◆ TASK BRIEF
Copy out the data below word for word, and leave out the pictures.

◆ DATA SHOWN
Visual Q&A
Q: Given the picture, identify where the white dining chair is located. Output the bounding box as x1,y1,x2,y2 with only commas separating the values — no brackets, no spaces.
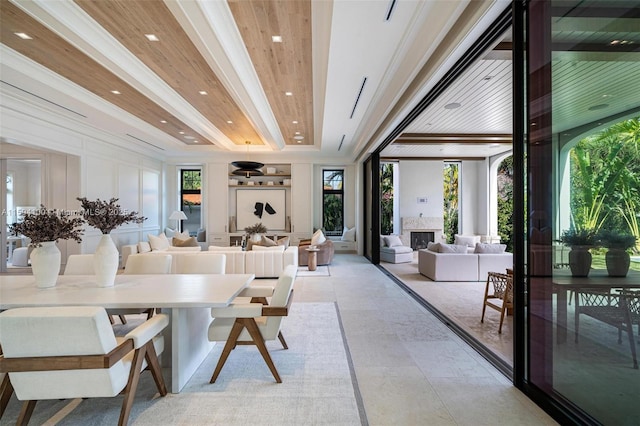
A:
208,265,298,383
178,253,227,274
63,254,127,324
0,306,169,425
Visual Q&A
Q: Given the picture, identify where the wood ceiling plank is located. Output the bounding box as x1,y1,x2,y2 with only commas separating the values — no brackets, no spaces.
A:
76,0,264,146
0,1,212,144
229,0,314,145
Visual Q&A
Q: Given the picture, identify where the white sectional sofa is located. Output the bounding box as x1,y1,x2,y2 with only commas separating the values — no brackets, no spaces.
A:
122,245,298,278
418,241,513,281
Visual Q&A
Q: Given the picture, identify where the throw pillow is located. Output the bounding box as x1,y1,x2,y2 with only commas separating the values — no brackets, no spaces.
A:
384,235,403,247
453,234,480,247
311,229,327,246
427,241,440,253
208,246,242,251
147,233,171,251
171,237,198,247
440,243,467,254
276,237,289,250
340,226,356,241
256,235,278,247
172,231,189,241
253,245,284,252
474,243,507,254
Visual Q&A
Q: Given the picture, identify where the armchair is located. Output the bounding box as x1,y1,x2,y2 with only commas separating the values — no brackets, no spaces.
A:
208,265,297,383
298,239,335,266
0,306,169,425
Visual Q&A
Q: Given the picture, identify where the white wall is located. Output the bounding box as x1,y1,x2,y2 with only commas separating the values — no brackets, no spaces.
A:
0,92,164,259
398,161,444,218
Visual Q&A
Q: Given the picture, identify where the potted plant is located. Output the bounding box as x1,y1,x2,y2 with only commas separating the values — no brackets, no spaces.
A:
9,204,84,288
77,197,147,287
600,231,637,277
244,222,267,243
560,228,597,277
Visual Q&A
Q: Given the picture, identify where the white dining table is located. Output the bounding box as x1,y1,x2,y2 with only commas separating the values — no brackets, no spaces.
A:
0,274,255,393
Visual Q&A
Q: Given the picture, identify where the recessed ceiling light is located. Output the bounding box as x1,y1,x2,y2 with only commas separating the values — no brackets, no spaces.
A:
589,104,609,111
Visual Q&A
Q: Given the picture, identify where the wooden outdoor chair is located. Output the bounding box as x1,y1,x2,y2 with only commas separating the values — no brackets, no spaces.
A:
480,272,513,334
0,306,169,425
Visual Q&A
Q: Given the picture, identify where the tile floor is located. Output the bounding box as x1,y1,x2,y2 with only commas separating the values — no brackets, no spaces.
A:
294,254,556,426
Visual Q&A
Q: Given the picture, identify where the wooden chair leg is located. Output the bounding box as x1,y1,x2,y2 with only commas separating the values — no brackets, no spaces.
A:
0,374,13,419
16,400,38,426
244,318,282,383
278,331,289,349
209,318,244,383
118,343,146,426
144,340,167,396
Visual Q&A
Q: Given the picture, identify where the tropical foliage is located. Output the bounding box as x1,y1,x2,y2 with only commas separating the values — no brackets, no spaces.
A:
380,163,393,235
442,163,460,243
570,117,640,248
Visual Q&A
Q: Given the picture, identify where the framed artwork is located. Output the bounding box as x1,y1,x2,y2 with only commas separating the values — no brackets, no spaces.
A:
236,188,286,231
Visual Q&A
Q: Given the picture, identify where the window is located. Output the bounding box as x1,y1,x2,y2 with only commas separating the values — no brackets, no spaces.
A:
322,170,344,235
180,169,202,236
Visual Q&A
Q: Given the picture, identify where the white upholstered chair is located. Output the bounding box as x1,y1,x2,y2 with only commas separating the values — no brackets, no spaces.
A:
208,265,298,383
0,306,169,425
178,252,227,274
64,254,127,324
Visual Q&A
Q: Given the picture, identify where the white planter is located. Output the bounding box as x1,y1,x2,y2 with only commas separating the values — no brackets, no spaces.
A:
93,234,120,287
31,241,60,288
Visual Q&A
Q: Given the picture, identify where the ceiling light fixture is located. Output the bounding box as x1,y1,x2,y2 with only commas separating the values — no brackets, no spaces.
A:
231,141,264,178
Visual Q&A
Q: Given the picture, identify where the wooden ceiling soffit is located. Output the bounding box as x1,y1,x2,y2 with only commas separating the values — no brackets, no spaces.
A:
393,133,512,145
75,0,264,146
228,0,314,145
0,0,212,145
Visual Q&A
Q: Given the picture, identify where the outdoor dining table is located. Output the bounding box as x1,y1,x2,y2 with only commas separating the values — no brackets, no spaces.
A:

◆ WRITTEN RESPONSE
Visual Q&A
Q: Given the picture, identify where the white dining chair is located. Output the bounding box as x1,y1,x2,y2 with only commas separating the values — no brackets, no spaces.
A:
208,265,298,383
178,253,227,274
63,254,127,324
0,306,169,425
Visual Q&A
Q: Given the picture, identify where the wood ceiling plank is located. Output the bounding box as x1,y1,x2,y2 with only commas separating the values — no brackets, no spaces.
A:
76,0,264,146
0,1,212,144
229,0,314,145
Visual Q&A
Q: Given the picture, identify where the white sectional sofa is located. Output the bounding box as x1,y1,x2,y2 with only commas separating the values — no brackets, no spaces.
A:
122,245,298,278
418,241,513,281
Visual Q&A
Q: Given the picture, identify where the throw pillow is located. Output the bounding box as x1,y1,x2,y2 with only commas separating the values — no brackets, no spaces.
A:
384,235,403,247
453,234,480,247
311,229,327,246
427,241,440,253
208,246,242,251
147,233,171,251
171,237,198,247
440,243,467,254
276,237,289,250
340,226,356,241
256,235,278,247
172,231,189,241
253,245,284,252
474,243,507,254
Visual Q&A
Q: Given the picture, identify where the armchair is located. Output the bounding box as x1,y1,x2,y2 with only commas separating the values — no brackets, no spaces.
A:
208,265,297,383
298,239,335,266
0,306,169,425
Visual Q&A
Q: Given the picture, identify where the white wall is located. Output the bounding box as x1,y1,x2,y2 with only commas separating the values — no brackets, no spaces.
A:
0,92,164,259
398,161,444,218
Visual Q&A
Q: Given the picture, identify where the potted plant is located. Output the bounding box as x1,y1,x2,y2 with only commas separating the values — no brackets, no spaces.
A:
9,204,84,288
77,197,147,287
600,231,637,277
244,222,267,243
560,228,597,277
Visual Q&A
Q: Given the picture, identify where the white dining table is located. Output the bounding box as x1,y1,x2,y2 with only commas separating the values — no brackets, no spaces.
A:
0,274,255,393
Visual Q&A
Q: Given the picture, identify where the recessed ceiling light is located. Output the bounding box as x1,y1,x2,y2 with only commas separating the values — no brackets, no spaces.
A:
589,104,609,111
Visual Q&A
Q: Given the picture, identify where the wooden outdoor chair is located. Output the bounding box as x1,y1,x2,y2 with only commas separating the values — no brackets, no spaces.
A:
480,272,513,334
0,306,169,425
Visual Q&A
Q: Given the picture, identify where the tile floor is located. Output the bounding box as x1,y1,x2,y2 with only commas separating the values — no brackets, no spaces.
A:
294,254,556,426
Visual Q&A
Q: Given the picture, identify where the wooden chair leg is located. Output the bounding box as x1,y1,x2,y2 with only commas separating the values — no brackets, no spaces.
A:
0,374,13,419
16,400,38,426
244,318,282,383
278,331,289,349
209,318,244,383
118,343,146,426
144,340,167,396
Visual Q&A
Q: Given the picture, identify where the tropical foliage is located. Output the bounding box as x1,y1,x2,y2 with only commas separating the values — no brackets, no spaces.
A:
380,163,393,235
442,163,460,243
570,117,640,248
Visual Q&A
Q: Given the picture, identify where the framed artwork is located. Output the bounding box as x1,y1,x2,y2 with only commas separating the values — no brackets, no spaces.
A:
236,188,286,231
Visual Q&A
Q: Given the picture, identify where the window is located. Output the bounding box as x1,y1,x2,y2 with only commas separating the values — no brackets, no spaces.
A:
322,170,344,235
180,169,202,236
Visual Q&A
Q: Given the picture, identify where the white upholstered chair is located. Output the bounding box as x1,y1,x2,y2 with only commas separating the values — no brackets, no spaces.
A:
208,265,298,383
0,306,169,425
178,252,227,274
64,254,127,324
Visual Q&A
Q: Given the picture, identify where the white planter is located. Output the bounding box as x1,y1,x2,y2 with only commas separating the values — no brackets, no spaces.
A:
93,234,120,287
31,241,60,288
Visual Q&A
Q: Given the picture, identify where the ceiling light fixture is located. Output the bounding box as x1,y1,x2,y2 with only commas separating the values — no brackets, no spaces.
A:
231,141,264,178
Visual Q&A
Q: Given the picture, identify where the wooden ceiling soffit is located. Output the bounding box as x1,y1,x2,y2 with only commas separating the values — no brackets, no spaces.
A:
393,133,512,145
75,0,264,146
228,0,314,145
0,0,212,145
Visual Q&A
Q: Given the picture, identify where the outdoor dining table is located. Output the bounding box as x1,y1,x2,y2 with only commas separating the values — no brackets, no spaces.
A:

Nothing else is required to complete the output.